START Text provided

The production of bioactive compound which produced by the Bacillus sp. UBRU4 was found to be growth association which was similar to other bacteriocins (Mojgani and Amirnia, 2007; Kumari et al., 2008; Sharma et al., 2010). It was well established that Gramicidin and Tyrocidine were produced by B. brevis (Foster and Woodruff, 2010). Thus, the bioactive compound of Bacillus sp. UBRU4 could possibly be one or both of these bacteriocins. The decline of the activity during stationary growth phase was possibly due to the hydrolysis of the protease from the dead cell lysate. The precipitation of the bioactive compound by ammonium sulfate could increase the activity up to 4 folds. These confirmed that the bioactive compound produced by Bacillus sp. UBRU4 was a bioactive peptide or bacteriocin (Bali et al., 2011).
Bacillus UBRU4 was only one isolate of Bacillus probiotic specie which was isolated from gastrointestinal tract of Nile tilapia by hemolytic and antagonistic activities. The physiological and biochemical test and molecular identification results indicated that this Bacillus UBRU4 was similar to B. brevis. This is possibly the first report of B. brevis isolation from aquaculture. The modified broth medium contained 3% of Nile tilapia commercial feed and 2% of molasses was the cheap medium for cultivation of this isolated Bacillus sp. probiotics which the farmers could prepare easily by themselves. The produced bioactive compound or bacteriocins of this safe probiotic Bacillus UBRU4 exhibited the growth associated character. The Bacillus UBRU4, thus, could possibly be safe and used as high potential probiotic in Nile tilapia cultivation.
This study was financial supported by the National Research Council of Thailand (NRCT). Thanks to the Fermentation Research Centre for Value Added Agricultural Products and the Department of Biotechnology, Faculty of Technology, Khon Kaen University and the Department of Microbiology, Faculty of Science, Ubon Ratchathani Rajabhat University, Ubon Ratchathani, Thailand, for supporting the facilities in this research.

END Text provided

What is being asked: Please list every source cited by author and year in the text on Bacillus UBRU4.

START Data

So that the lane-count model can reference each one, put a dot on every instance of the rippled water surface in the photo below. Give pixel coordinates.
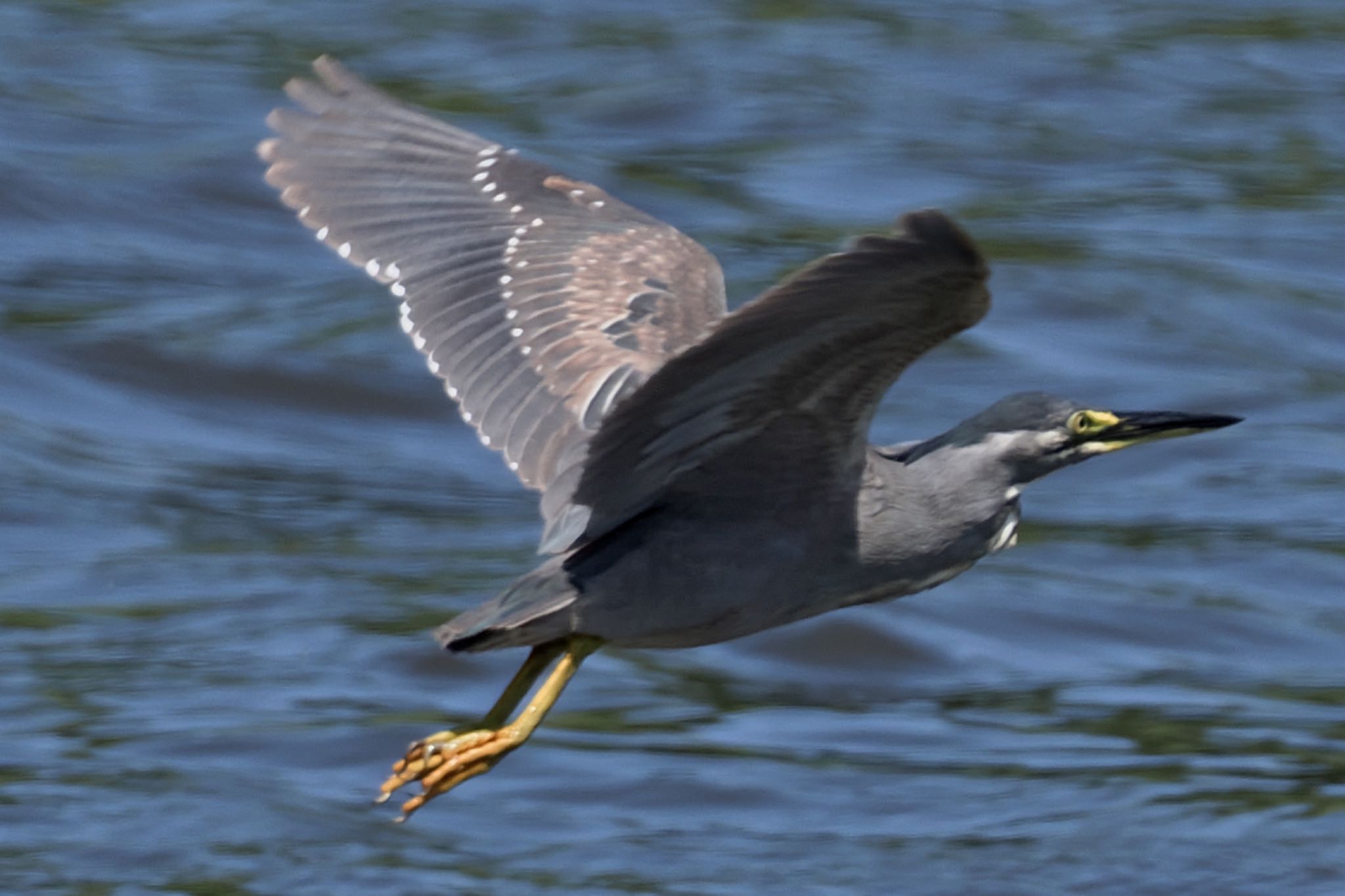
(233, 501)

END Data

Answer for this exercise:
Mojgani and Amirnia, 2007
Kumari et al., 2008
Sharma et al., 2010
Foster and Woodruff, 2010
Bali et al., 2011